**** Records for the task

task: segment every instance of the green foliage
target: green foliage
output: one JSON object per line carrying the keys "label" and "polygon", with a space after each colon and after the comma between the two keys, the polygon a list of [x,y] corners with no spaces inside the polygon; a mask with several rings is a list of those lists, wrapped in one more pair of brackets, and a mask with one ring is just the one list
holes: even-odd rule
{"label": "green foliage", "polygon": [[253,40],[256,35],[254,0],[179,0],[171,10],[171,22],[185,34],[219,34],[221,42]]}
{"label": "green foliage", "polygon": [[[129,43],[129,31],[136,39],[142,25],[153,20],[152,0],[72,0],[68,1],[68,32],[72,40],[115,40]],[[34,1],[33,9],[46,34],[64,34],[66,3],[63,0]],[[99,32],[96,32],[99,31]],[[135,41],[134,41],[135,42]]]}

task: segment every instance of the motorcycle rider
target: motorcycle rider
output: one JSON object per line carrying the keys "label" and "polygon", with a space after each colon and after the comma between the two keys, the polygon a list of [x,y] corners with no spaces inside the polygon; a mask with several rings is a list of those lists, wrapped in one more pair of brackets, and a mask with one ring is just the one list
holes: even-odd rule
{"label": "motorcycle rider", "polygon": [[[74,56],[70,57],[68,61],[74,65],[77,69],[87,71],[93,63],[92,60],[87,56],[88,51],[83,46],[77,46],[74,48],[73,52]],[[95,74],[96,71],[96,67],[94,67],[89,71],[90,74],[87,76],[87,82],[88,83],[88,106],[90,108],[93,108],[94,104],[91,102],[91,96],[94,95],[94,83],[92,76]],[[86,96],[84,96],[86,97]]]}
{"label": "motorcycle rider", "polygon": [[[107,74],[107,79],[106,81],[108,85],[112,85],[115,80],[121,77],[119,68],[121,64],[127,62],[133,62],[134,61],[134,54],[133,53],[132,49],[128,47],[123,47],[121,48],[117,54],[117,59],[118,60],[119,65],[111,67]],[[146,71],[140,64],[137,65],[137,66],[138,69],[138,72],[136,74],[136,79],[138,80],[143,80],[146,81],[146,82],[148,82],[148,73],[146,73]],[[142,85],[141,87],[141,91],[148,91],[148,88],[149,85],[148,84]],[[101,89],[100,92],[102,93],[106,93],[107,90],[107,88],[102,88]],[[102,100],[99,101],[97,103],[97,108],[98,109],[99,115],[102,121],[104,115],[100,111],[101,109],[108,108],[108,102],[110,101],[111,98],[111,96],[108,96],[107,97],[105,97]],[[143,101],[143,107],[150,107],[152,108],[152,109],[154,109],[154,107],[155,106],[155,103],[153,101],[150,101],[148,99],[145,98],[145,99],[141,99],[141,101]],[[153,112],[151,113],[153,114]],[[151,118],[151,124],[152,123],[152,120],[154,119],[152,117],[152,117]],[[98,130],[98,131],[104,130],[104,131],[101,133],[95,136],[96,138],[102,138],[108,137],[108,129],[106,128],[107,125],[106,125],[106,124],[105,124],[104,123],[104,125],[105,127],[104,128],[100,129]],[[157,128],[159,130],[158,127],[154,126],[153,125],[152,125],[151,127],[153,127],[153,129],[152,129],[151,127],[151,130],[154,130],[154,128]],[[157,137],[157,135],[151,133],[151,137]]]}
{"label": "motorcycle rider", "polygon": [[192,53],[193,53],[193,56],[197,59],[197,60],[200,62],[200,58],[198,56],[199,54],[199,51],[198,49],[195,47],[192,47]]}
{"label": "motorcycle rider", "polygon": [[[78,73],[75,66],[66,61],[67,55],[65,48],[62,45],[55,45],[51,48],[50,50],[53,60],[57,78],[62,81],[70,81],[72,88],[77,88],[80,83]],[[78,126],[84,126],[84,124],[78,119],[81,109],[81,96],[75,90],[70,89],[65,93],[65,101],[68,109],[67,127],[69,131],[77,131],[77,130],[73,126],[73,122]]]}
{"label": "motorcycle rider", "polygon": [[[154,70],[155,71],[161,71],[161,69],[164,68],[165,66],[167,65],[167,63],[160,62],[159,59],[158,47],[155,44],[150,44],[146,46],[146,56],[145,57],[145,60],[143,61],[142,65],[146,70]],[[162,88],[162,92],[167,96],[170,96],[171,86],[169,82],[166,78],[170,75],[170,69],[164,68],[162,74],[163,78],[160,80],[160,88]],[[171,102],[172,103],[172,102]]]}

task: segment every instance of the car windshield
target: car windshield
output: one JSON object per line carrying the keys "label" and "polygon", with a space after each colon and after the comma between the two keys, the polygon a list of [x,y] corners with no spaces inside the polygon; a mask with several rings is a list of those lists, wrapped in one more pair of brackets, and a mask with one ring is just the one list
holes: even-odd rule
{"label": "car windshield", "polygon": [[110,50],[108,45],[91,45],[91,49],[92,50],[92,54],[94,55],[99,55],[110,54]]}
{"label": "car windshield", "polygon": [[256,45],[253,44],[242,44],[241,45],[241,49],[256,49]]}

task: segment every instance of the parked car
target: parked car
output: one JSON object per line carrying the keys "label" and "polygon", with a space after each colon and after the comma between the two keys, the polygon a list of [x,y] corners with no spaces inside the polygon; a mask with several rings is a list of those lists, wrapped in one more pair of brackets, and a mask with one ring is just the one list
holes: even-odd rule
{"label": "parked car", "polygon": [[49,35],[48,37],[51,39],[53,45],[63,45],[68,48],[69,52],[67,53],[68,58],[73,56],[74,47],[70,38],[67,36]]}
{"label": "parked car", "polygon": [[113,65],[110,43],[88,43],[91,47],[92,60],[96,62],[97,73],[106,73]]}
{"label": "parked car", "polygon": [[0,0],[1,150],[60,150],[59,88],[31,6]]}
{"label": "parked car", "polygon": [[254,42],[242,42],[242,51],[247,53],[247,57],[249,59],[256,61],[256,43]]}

********

Return all of the rows above word for word, in their original order, without changing anything.

task: segment every instance of the green foliage
target: green foliage
output: one JSON object per line carrying the keys "label" and "polygon", with a space after each colon and after the comma between the two keys, the polygon a list of [x,y] corners with no spaces inside the polygon; a mask with several rings is a list of those lists, wrapped in one more pair of brackets, and a mask with one ring is just the one list
holes: even-odd rule
{"label": "green foliage", "polygon": [[253,40],[256,35],[254,0],[179,0],[171,10],[171,22],[185,34],[219,34],[221,42]]}
{"label": "green foliage", "polygon": [[[129,43],[129,31],[136,39],[142,25],[153,20],[152,0],[72,0],[68,1],[68,32],[72,40],[115,40]],[[34,1],[33,9],[46,34],[64,34],[66,3],[63,0]],[[99,32],[96,32],[99,31]],[[135,41],[134,41],[135,42]]]}

task: segment every instance of the motorcycle rider
target: motorcycle rider
output: one JSON object per line carrying the keys "label" and "polygon", with a space after each colon and after the comma between the two keys, the polygon a list of [x,y] corners with no spaces inside the polygon; a mask with several rings is a list of those lists, wrapped in one more pair of brackets, and a mask with one ring is just the one list
holes: even-odd rule
{"label": "motorcycle rider", "polygon": [[[74,56],[70,57],[68,61],[74,65],[77,69],[87,71],[93,63],[92,60],[87,56],[88,51],[83,46],[77,46],[74,48],[73,52]],[[95,74],[96,71],[96,67],[94,67],[89,71],[90,74],[87,76],[87,82],[88,83],[88,106],[90,108],[93,108],[94,104],[91,102],[91,96],[94,95],[94,83],[92,76]],[[86,96],[84,96],[86,97]]]}
{"label": "motorcycle rider", "polygon": [[[107,74],[107,79],[106,81],[108,85],[112,85],[115,80],[121,77],[119,68],[121,64],[127,62],[133,62],[134,61],[134,54],[133,53],[132,49],[128,47],[123,47],[121,48],[117,54],[117,59],[118,60],[119,65],[111,67]],[[146,71],[140,64],[137,65],[137,66],[138,69],[138,72],[136,74],[136,79],[138,80],[143,80],[146,81],[146,82],[148,82],[148,73],[146,73]],[[142,85],[141,87],[141,91],[148,91],[148,88],[149,85],[148,84]],[[101,89],[100,92],[102,93],[106,93],[107,90],[107,88],[102,88]],[[102,100],[99,101],[97,103],[97,108],[98,109],[99,115],[102,121],[104,115],[100,111],[101,109],[108,108],[108,102],[110,101],[111,98],[111,96],[108,96],[107,97],[105,97]],[[143,101],[143,107],[150,107],[152,108],[152,109],[154,109],[154,107],[155,106],[155,103],[153,101],[150,101],[148,99],[145,98],[145,99],[141,99],[141,101]],[[153,112],[151,113],[153,114]],[[151,118],[151,124],[152,123],[152,120],[154,119],[152,117],[152,117]],[[98,130],[98,131],[104,130],[104,131],[101,133],[95,136],[96,138],[102,138],[108,137],[108,129],[106,128],[107,125],[106,125],[106,124],[105,124],[104,123],[104,125],[105,127],[104,128],[100,129]],[[157,128],[159,130],[158,127],[154,126],[153,125],[152,125],[151,127],[153,127],[153,129],[152,129],[151,127],[151,130],[154,130],[154,128]],[[157,137],[157,135],[151,133],[151,137]]]}
{"label": "motorcycle rider", "polygon": [[192,53],[193,53],[193,56],[197,59],[197,60],[200,62],[200,58],[198,56],[199,54],[199,51],[198,49],[195,47],[192,47]]}
{"label": "motorcycle rider", "polygon": [[[78,73],[75,66],[66,61],[67,55],[65,48],[62,45],[55,45],[51,48],[50,50],[53,60],[57,78],[62,81],[70,81],[72,88],[77,88],[80,83]],[[78,126],[84,126],[84,124],[78,119],[81,109],[81,96],[75,90],[70,89],[65,93],[65,101],[68,109],[67,127],[69,131],[77,131],[77,130],[73,126],[73,122]]]}
{"label": "motorcycle rider", "polygon": [[[154,70],[155,71],[161,71],[161,69],[164,68],[165,66],[167,65],[167,63],[160,62],[159,59],[158,47],[155,44],[150,44],[146,46],[146,56],[145,57],[145,60],[143,61],[142,65],[146,70]],[[162,88],[162,92],[167,96],[170,96],[171,86],[169,82],[166,78],[170,75],[170,69],[164,68],[162,74],[163,78],[160,80],[160,88]],[[171,102],[172,103],[172,102]]]}

task: segment every instance of the car windshield
target: car windshield
output: one JSON object per line carrying the keys "label" and "polygon", with a space after each colon and after the comma between the two keys, the polygon a list of [x,y] corners with no spaces inside the polygon; a mask with several rings is a list of those lists, wrapped in one more pair of brackets, and a mask with one ring is just the one list
holes: even-odd rule
{"label": "car windshield", "polygon": [[110,50],[108,45],[91,45],[91,49],[92,50],[92,54],[94,55],[99,55],[110,54]]}
{"label": "car windshield", "polygon": [[256,45],[253,44],[242,44],[241,45],[241,49],[256,49]]}

task: segment every instance of the parked car
target: parked car
output: one JSON object per line carrying the keys "label" and "polygon", with a space after each colon and after the comma between the two keys, the polygon a list of [x,y] corners with no spaces inside the polygon; a mask with several rings is a list of those lists, wrapped in one more pair of brackets, and a mask with one ring is just the one list
holes: even-odd rule
{"label": "parked car", "polygon": [[49,35],[48,37],[51,39],[53,45],[63,45],[68,48],[69,52],[67,53],[68,58],[73,56],[74,47],[70,38],[67,36]]}
{"label": "parked car", "polygon": [[113,65],[110,43],[88,43],[91,47],[92,60],[96,62],[97,73],[106,73]]}
{"label": "parked car", "polygon": [[0,0],[1,150],[60,150],[59,88],[31,6]]}
{"label": "parked car", "polygon": [[254,42],[242,42],[242,51],[247,53],[247,57],[249,59],[256,61],[256,43]]}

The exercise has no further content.